## PROBLEM TO WORK ON
Reproduce every item below word for word, and omit the pictures.

(Dataset excerpts on object pointing)
_ _ _ _ _ _ _

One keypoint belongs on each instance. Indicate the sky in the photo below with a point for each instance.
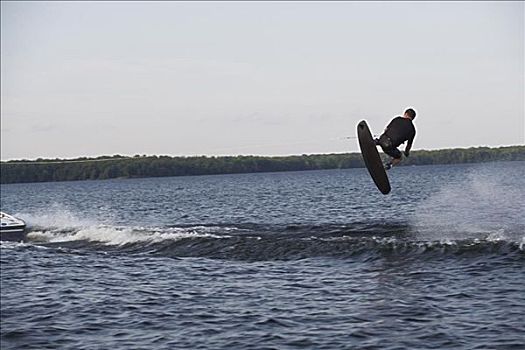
(259, 78)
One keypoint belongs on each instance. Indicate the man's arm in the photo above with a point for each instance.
(409, 146)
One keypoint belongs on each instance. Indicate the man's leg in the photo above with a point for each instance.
(395, 161)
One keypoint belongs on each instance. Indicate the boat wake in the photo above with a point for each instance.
(255, 242)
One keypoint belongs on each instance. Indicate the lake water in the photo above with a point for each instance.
(295, 260)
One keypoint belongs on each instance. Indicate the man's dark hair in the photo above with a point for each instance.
(411, 113)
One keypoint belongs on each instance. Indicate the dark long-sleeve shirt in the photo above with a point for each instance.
(400, 130)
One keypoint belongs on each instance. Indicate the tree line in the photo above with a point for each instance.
(112, 167)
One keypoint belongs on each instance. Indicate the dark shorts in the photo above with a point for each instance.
(388, 147)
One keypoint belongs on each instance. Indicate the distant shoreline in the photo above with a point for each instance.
(114, 167)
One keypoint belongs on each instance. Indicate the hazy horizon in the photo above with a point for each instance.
(255, 78)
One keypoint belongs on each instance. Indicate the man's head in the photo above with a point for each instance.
(410, 113)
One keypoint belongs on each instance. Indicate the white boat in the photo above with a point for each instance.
(11, 228)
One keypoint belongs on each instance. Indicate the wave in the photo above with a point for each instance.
(257, 242)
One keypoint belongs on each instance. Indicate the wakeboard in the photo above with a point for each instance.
(371, 158)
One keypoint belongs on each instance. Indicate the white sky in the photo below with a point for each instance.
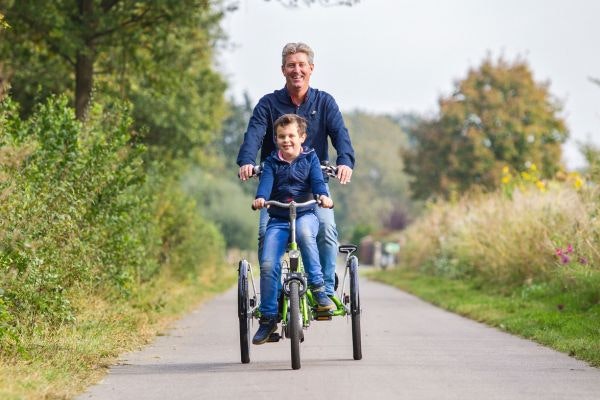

_ _ _ _ _ _ _

## WRITTEN ANSWER
One keypoint belongs on each instance. Indicate the sky in the photo below with a point for each instance.
(259, 78)
One keypoint belongs on each instance. Indicate the man's arm in the photo above with a point for each instance.
(409, 146)
One keypoint belongs on each instance. Indicate the man's leg in the photo above with a point for each instance.
(395, 161)
One keypoint belongs on each instance. Indicate the boat wake in the photo above with a point for each instance.
(255, 242)
One keypoint belongs on each instance. Indicate the lake water in the photo above with a point for each instance.
(295, 260)
One keypoint belongs on each instance. Indicate the man's dark hair in the photo above with a point for each instance.
(411, 113)
One keypoint belongs on each instance. Indicate the dark long-sleeve shirt in the photo above with a point for each instance.
(400, 130)
One keypoint belongs on each instance. Indicate the tree line in the photo above with a point for each instance.
(112, 167)
One keypoint belongs on each instance. Indicate the dark shorts in the photo above with a point for each instance.
(388, 147)
One keypoint belongs on each instance. Indicate the distant shoreline in the photo above with a point for each instance.
(114, 167)
One keypoint belongs on each instance. Indicate the hazy horizon in the photo above with a point for each instance.
(255, 78)
One keypoint belongs on each instance. Indicate the man's head in the photo above with a point for each instance.
(410, 113)
One keypoint belongs on each instance. Indicate the white boat in the photo above with a point for each instance.
(11, 228)
One keypoint belongs on each instance. Indicate the wave in the photo above with a point for each instance.
(257, 242)
One keypoint belongs on each instance. Indicate the wakeboard in the photo above with a point for each instance.
(371, 158)
One keypoint belongs on each instance. Indicate the white sky in the photo below with a point for each instance.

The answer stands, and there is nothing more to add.